##### Data in this exercise #####

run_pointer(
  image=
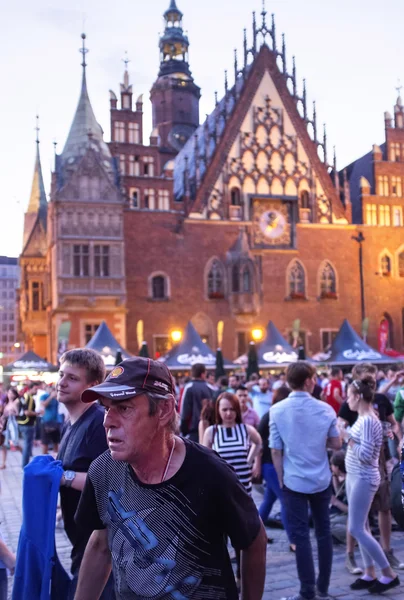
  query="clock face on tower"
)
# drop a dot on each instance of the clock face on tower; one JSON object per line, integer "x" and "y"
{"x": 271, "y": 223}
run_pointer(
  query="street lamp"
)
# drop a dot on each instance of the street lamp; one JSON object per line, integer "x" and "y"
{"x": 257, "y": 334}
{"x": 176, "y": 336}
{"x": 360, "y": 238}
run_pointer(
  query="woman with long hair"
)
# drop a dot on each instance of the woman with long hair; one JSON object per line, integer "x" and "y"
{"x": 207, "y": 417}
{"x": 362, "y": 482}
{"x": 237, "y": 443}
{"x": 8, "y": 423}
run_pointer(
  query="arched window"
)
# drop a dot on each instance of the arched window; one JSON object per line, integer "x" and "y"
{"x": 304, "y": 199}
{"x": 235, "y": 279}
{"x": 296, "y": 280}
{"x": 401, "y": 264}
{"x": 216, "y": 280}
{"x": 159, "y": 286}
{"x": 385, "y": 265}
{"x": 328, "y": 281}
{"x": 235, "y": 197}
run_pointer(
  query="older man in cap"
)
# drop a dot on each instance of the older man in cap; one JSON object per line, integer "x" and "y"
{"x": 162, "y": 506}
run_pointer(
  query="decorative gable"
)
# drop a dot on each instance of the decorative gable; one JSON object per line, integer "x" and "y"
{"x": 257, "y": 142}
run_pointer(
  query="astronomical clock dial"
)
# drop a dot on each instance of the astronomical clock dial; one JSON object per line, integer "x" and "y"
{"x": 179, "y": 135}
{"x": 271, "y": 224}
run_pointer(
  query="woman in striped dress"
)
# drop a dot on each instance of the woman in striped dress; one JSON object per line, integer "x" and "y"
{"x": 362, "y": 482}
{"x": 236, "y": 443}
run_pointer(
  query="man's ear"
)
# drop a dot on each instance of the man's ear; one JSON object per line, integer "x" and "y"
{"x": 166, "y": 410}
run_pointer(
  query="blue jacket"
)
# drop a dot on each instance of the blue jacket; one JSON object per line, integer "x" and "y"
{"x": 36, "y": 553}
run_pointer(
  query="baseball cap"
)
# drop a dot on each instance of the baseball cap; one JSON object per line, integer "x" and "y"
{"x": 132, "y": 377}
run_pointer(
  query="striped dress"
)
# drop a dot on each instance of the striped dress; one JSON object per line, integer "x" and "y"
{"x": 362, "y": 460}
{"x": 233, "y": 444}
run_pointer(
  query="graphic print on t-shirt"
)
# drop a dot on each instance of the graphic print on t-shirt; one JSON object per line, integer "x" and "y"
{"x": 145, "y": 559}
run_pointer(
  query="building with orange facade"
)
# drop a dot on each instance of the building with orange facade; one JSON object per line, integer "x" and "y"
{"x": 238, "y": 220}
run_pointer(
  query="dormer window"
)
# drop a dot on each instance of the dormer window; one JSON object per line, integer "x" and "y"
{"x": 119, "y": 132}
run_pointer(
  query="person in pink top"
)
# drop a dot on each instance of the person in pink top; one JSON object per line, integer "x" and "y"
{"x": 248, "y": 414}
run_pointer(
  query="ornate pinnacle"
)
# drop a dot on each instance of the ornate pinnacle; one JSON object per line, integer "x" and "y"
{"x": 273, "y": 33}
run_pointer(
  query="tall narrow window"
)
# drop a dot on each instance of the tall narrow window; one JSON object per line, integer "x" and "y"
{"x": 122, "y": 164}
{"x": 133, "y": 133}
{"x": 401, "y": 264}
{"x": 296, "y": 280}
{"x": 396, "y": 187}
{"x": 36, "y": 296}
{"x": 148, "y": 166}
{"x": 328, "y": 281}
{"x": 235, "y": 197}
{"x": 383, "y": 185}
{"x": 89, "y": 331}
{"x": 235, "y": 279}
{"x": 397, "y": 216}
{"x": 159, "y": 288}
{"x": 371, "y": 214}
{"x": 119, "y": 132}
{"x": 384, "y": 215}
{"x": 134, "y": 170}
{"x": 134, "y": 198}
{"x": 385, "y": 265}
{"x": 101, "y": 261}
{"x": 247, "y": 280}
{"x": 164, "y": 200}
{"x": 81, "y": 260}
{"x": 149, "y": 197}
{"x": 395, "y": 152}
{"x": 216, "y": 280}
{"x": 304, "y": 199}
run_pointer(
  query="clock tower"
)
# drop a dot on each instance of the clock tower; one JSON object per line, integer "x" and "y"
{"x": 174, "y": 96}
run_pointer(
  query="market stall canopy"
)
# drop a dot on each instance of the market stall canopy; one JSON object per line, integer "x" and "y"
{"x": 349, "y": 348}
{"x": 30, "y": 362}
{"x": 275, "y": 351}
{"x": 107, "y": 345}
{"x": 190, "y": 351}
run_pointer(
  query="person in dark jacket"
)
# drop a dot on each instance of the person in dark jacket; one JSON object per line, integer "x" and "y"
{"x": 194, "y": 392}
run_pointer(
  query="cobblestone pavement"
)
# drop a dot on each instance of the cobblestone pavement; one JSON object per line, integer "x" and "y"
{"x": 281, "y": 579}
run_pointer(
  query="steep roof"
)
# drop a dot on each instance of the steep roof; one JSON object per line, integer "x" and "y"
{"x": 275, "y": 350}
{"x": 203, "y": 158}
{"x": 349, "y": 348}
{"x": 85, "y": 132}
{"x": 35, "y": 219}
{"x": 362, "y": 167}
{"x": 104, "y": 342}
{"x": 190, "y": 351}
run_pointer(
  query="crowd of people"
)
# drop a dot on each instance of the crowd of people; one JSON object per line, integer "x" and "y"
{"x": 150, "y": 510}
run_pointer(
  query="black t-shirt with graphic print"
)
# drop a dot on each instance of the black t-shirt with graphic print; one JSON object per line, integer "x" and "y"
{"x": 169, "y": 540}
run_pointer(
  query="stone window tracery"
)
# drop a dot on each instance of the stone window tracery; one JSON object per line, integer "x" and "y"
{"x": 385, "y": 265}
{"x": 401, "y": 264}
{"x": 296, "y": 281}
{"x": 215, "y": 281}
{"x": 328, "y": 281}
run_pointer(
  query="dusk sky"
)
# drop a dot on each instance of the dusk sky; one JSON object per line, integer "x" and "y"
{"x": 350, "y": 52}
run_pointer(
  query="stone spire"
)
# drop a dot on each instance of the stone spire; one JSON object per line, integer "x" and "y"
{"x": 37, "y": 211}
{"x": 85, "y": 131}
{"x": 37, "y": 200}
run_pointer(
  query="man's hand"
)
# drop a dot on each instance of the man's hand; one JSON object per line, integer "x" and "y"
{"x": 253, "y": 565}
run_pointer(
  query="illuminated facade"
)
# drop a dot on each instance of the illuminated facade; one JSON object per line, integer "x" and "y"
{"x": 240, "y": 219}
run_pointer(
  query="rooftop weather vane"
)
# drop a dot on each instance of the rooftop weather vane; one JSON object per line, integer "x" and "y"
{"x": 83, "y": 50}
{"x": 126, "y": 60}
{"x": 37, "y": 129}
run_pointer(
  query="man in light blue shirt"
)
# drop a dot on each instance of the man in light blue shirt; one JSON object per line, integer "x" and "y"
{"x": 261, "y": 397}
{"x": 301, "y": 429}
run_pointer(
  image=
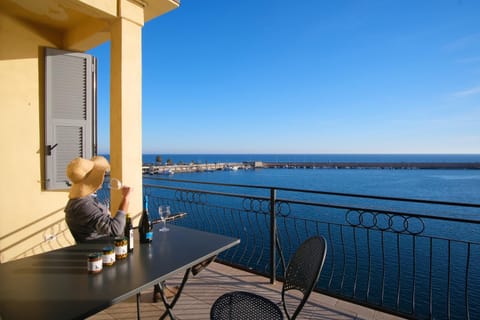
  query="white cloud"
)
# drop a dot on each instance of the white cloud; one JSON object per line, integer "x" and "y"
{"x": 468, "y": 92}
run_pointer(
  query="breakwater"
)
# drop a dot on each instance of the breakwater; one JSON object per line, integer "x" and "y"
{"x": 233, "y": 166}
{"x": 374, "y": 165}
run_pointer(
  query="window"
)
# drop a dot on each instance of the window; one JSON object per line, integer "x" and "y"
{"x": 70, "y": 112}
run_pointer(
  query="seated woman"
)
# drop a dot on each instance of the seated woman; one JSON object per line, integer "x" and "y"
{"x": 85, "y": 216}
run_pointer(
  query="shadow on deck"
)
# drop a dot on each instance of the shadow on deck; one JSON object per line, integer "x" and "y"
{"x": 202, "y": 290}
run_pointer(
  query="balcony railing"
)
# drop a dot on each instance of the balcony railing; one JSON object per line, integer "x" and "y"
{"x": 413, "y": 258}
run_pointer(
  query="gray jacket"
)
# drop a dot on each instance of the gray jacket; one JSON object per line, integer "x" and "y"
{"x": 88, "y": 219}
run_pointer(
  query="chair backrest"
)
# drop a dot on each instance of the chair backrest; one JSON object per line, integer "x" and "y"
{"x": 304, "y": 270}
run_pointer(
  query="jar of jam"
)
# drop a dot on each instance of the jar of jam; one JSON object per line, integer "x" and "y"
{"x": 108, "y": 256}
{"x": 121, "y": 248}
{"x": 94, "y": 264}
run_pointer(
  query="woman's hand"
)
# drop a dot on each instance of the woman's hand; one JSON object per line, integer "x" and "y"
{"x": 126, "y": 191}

#####

▶ [The request] How many lines in the items above contain the string "dial"? Give the number alone.

▶ [Result below] 2